=== Begin Enclosure ===

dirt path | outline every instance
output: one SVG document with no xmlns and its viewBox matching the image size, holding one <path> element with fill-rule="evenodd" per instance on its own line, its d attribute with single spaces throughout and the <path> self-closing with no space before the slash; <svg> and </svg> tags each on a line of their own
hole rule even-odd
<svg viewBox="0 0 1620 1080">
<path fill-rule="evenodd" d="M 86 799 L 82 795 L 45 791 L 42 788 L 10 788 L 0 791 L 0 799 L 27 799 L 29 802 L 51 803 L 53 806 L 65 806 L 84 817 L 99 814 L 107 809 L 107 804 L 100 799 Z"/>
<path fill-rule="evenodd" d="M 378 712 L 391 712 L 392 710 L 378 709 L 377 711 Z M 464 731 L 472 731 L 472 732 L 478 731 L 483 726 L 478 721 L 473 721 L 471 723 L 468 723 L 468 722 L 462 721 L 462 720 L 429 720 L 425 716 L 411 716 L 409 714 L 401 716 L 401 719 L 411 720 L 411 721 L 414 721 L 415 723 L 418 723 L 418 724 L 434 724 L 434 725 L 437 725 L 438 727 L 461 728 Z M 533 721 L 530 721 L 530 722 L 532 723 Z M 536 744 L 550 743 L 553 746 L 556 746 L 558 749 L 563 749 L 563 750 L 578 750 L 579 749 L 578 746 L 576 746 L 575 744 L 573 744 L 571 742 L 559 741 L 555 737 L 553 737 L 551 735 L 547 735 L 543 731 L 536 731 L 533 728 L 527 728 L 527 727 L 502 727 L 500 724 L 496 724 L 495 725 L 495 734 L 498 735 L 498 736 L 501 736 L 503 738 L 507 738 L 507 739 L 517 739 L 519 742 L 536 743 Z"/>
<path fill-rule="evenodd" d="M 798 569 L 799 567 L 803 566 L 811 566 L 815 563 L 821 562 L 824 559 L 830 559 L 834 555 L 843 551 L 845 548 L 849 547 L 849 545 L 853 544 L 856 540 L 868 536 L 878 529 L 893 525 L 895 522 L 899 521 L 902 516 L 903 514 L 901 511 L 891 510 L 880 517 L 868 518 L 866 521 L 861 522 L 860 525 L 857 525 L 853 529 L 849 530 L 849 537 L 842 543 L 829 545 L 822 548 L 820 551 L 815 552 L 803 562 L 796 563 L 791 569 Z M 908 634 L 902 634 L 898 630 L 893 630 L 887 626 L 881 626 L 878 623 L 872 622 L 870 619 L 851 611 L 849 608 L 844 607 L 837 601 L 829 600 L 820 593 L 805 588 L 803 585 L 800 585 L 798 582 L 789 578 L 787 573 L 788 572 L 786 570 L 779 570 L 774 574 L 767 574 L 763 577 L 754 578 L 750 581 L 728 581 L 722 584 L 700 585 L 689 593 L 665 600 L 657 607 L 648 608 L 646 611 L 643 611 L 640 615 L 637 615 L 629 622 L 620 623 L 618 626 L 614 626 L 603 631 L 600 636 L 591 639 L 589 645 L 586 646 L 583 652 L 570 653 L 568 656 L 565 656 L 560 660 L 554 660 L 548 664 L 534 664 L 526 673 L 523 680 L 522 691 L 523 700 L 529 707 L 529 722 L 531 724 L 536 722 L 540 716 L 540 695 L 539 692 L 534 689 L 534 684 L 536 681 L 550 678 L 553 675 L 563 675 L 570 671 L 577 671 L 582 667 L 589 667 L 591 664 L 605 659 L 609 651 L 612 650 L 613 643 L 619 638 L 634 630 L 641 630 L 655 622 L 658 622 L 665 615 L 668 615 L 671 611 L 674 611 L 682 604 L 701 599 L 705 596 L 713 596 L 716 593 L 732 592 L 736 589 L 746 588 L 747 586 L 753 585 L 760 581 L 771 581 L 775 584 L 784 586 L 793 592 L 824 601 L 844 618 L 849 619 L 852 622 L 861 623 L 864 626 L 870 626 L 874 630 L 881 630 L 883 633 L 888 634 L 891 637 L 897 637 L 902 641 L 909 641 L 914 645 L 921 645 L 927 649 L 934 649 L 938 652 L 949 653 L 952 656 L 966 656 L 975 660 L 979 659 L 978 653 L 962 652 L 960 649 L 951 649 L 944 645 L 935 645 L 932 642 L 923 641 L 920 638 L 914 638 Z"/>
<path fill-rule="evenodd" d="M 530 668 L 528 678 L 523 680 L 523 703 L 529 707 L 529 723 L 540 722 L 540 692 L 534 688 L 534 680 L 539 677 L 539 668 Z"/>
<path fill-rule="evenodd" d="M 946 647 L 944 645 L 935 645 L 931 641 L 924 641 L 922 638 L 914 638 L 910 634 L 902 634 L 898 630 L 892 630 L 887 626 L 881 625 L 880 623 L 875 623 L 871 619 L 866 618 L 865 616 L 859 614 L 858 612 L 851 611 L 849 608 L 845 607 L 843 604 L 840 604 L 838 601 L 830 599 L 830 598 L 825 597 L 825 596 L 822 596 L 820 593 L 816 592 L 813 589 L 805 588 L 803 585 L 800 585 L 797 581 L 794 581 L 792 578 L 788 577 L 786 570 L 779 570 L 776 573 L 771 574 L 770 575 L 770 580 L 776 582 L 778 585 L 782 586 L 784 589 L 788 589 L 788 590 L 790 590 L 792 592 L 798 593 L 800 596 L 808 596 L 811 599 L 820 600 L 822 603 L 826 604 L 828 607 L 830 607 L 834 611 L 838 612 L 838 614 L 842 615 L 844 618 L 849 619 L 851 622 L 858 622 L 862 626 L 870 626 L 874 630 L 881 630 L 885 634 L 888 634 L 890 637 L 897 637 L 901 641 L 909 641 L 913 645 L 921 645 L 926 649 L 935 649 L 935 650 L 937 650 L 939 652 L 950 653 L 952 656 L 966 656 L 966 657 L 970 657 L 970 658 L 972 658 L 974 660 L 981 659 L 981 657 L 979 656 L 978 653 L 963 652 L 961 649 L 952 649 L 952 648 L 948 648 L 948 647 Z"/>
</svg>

=== End Enclosure ===

# [TASK ITEM]
Up to and including the line that holds "output: one SVG", reproduce the records above exactly from their first line, and give nothing else.

# [OUTPUT BELOW]
dirt path | outline every instance
output: one SVG document with no xmlns and its viewBox matching the image size, holding one <path> element with fill-rule="evenodd" per instance on its own line, its d attribute with single spaces throughout and the <path> self-closing with no space before the slash; <svg> and </svg> tags each on a line of their own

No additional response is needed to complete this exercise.